** START OF Entries **

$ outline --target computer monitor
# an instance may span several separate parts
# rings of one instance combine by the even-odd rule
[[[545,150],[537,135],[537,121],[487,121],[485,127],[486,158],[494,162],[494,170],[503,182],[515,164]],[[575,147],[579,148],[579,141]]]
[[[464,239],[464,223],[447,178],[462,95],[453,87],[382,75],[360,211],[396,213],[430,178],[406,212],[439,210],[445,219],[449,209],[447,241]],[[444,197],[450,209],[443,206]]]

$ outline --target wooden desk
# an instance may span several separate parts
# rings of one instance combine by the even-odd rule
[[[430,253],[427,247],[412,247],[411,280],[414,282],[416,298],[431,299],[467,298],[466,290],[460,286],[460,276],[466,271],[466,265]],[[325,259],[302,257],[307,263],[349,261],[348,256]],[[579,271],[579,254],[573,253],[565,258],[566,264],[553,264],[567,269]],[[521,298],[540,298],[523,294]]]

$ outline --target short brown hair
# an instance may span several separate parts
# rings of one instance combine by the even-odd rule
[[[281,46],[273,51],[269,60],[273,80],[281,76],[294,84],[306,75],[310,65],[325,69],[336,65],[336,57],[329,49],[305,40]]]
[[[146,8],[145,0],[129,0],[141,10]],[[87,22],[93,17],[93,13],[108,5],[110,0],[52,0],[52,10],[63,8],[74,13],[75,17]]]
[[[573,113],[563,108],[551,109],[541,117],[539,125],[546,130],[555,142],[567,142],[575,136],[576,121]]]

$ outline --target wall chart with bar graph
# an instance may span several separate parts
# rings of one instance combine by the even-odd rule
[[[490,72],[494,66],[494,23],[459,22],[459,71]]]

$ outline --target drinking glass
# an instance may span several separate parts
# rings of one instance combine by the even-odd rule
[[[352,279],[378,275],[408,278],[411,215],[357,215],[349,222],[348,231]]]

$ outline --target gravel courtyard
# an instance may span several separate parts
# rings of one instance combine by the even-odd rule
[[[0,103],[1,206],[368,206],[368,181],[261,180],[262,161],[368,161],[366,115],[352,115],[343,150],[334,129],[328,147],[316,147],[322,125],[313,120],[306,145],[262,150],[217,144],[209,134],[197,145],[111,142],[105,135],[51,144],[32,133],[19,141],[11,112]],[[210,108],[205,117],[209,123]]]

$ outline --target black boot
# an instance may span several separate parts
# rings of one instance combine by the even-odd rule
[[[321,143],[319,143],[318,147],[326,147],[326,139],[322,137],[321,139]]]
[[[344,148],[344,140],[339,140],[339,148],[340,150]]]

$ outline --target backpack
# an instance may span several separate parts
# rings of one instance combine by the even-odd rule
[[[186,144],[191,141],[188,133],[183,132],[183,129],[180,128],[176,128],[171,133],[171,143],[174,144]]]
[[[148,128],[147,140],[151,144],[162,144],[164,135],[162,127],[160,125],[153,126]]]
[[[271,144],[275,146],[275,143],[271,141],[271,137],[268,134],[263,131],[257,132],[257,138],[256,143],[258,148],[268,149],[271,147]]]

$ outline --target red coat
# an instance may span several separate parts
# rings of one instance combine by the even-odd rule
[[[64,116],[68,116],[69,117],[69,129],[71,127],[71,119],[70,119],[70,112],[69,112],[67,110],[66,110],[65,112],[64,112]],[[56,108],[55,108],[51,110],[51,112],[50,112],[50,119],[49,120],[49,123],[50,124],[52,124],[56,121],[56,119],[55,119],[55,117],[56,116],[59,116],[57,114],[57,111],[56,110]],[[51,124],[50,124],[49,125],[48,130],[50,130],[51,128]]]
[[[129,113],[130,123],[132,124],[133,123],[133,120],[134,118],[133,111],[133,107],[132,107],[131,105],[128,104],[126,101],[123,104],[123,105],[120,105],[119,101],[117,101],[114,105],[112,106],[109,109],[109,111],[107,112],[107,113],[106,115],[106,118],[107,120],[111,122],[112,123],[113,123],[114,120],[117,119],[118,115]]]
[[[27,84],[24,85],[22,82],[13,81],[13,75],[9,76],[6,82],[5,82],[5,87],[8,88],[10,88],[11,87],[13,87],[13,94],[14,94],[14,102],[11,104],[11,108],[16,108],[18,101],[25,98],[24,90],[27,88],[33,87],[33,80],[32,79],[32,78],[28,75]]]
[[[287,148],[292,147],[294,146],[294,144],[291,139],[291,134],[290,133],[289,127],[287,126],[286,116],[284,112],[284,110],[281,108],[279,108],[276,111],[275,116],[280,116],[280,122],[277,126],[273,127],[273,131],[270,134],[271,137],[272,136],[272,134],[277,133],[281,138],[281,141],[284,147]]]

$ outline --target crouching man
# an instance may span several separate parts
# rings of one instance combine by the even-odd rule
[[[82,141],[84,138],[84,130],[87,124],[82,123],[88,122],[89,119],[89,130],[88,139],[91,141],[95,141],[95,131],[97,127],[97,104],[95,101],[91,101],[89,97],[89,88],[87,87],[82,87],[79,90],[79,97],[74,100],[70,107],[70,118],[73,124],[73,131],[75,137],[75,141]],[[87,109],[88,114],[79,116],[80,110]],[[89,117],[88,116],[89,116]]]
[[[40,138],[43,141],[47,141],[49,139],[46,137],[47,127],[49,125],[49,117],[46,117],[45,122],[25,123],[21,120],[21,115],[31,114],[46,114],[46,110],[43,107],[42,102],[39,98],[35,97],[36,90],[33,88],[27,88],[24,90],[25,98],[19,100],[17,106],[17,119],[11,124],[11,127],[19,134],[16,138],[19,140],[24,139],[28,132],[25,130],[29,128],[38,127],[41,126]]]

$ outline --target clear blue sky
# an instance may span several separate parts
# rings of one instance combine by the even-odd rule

** END OF Entries **

**Exercise goal:**
Can you return all of the records above word for word, changing nothing?

**Solution to this exercise:**
$ outline --target computer monitor
# an instance may span several separate parts
# rings of one instance combine by the even-odd rule
[[[545,150],[537,135],[537,121],[487,121],[485,127],[486,158],[494,162],[494,170],[503,182],[515,164]],[[575,147],[579,148],[579,141]]]
[[[464,239],[464,223],[447,178],[462,95],[453,87],[382,75],[360,211],[396,213],[430,178],[406,212],[439,210],[445,219],[449,209],[447,241]],[[444,197],[450,209],[443,206]]]

$ outline --target wooden desk
# an instance may span several separate parts
# rings of one instance combine by the even-odd rule
[[[430,253],[427,247],[412,247],[411,280],[414,282],[416,298],[431,299],[467,298],[466,290],[460,286],[460,276],[466,271],[466,265]],[[325,259],[302,257],[307,263],[349,261],[348,256]],[[579,271],[579,254],[573,253],[565,258],[566,264],[553,264],[567,269]],[[521,298],[540,298],[523,294]]]

$ outline --target short brown hair
# an instance may span several separate parts
# rings of one instance combine by the even-odd rule
[[[281,46],[273,51],[269,60],[273,80],[281,76],[294,84],[306,75],[310,65],[325,69],[336,65],[336,57],[329,49],[305,40]]]
[[[146,8],[145,0],[129,0],[141,10]],[[87,22],[93,17],[93,13],[108,5],[110,0],[52,0],[52,10],[63,8],[74,13],[75,17]]]
[[[573,113],[563,108],[551,109],[541,117],[539,125],[546,130],[555,142],[567,142],[575,136],[576,121]]]

$ outline --target wall chart with bar graph
# an instance may span several separate parts
# rings of one instance combine by the even-odd rule
[[[490,72],[494,66],[494,23],[459,22],[459,71]]]

$ outline --target drinking glass
# an instance may span several separate parts
# rings of one instance combine by the even-odd rule
[[[352,279],[378,275],[408,278],[411,215],[357,215],[349,222],[348,231]]]

$ outline --target gravel courtyard
# an instance may span several separate parts
# rings of one instance combine by the even-odd rule
[[[0,103],[1,206],[368,206],[368,181],[261,180],[262,161],[368,161],[366,115],[352,115],[343,150],[334,129],[328,147],[316,147],[322,125],[313,120],[306,145],[262,150],[217,144],[209,134],[197,145],[111,142],[105,135],[51,144],[32,133],[19,141],[11,112]],[[210,108],[205,117],[209,123]]]

$ outline --target black boot
# an instance may span several separate parts
# rings of one instance combine by the even-odd rule
[[[321,143],[319,143],[318,147],[326,147],[326,139],[322,137],[321,139]]]
[[[344,148],[344,140],[339,140],[339,148],[340,150]]]

$ outline --target backpack
# an instance may span several separate parts
# rings of one instance combine by the even-odd rule
[[[186,144],[191,141],[188,133],[183,132],[183,129],[180,128],[176,128],[171,133],[171,143],[174,144]]]
[[[148,128],[147,140],[151,144],[162,144],[164,135],[162,127],[160,125],[153,126]]]
[[[271,144],[275,146],[275,143],[271,141],[271,137],[268,134],[263,131],[257,132],[257,138],[256,143],[258,148],[268,149],[271,147]]]

$ outline --target red coat
# an instance may span several separate parts
# rings of one instance combine by the even-odd rule
[[[64,116],[68,116],[69,117],[69,129],[71,127],[71,119],[70,119],[70,112],[69,112],[67,110],[66,110],[65,112],[64,112]],[[56,108],[55,108],[51,110],[51,112],[50,112],[50,119],[49,120],[49,123],[50,124],[52,124],[56,121],[56,119],[55,119],[55,117],[56,116],[59,116],[57,114],[57,111],[56,110]],[[51,124],[50,124],[49,125],[48,130],[50,130],[51,128]]]
[[[129,113],[130,123],[132,124],[133,123],[133,120],[134,118],[133,111],[133,107],[132,107],[131,105],[128,104],[126,101],[123,104],[123,105],[120,105],[119,101],[117,101],[114,105],[112,106],[109,109],[109,111],[107,112],[107,113],[106,115],[106,118],[107,120],[111,122],[112,123],[113,123],[114,120],[117,119],[118,115]]]
[[[27,84],[24,85],[22,82],[13,81],[13,75],[9,76],[6,82],[5,82],[5,87],[8,88],[10,88],[11,87],[13,87],[13,94],[14,94],[14,102],[11,104],[11,108],[16,108],[18,101],[25,98],[24,90],[27,88],[33,87],[33,80],[32,79],[32,78],[28,75]]]
[[[287,148],[292,147],[294,146],[294,144],[291,139],[291,134],[290,133],[289,127],[287,126],[286,116],[284,112],[284,110],[281,108],[279,108],[276,111],[275,116],[280,116],[280,122],[277,126],[273,127],[273,131],[270,134],[271,137],[272,136],[272,134],[277,133],[281,138],[281,141],[284,147]]]

$ outline --target crouching man
# an instance may span several separate parts
# rings of one instance combine by the even-odd rule
[[[82,141],[84,138],[84,130],[87,124],[82,123],[88,122],[89,119],[89,130],[88,139],[91,141],[95,141],[95,131],[97,127],[97,104],[95,101],[91,101],[89,97],[89,88],[87,87],[82,87],[79,90],[79,97],[74,100],[70,107],[70,118],[73,124],[73,131],[75,137],[75,141]],[[87,109],[88,114],[79,116],[80,110]],[[89,117],[88,116],[89,116]]]
[[[40,138],[43,141],[47,141],[49,139],[46,137],[47,127],[49,125],[49,117],[46,117],[45,122],[25,123],[21,120],[21,115],[31,114],[46,114],[46,110],[43,107],[42,102],[39,98],[35,97],[36,90],[33,88],[27,88],[24,90],[25,98],[19,100],[17,106],[17,119],[11,124],[11,127],[19,134],[16,138],[19,140],[24,139],[28,132],[25,130],[29,128],[38,127],[41,126]]]

$ outline --target clear blue sky
# an instance may span several separate parts
# rings of one instance combine by the even-odd rule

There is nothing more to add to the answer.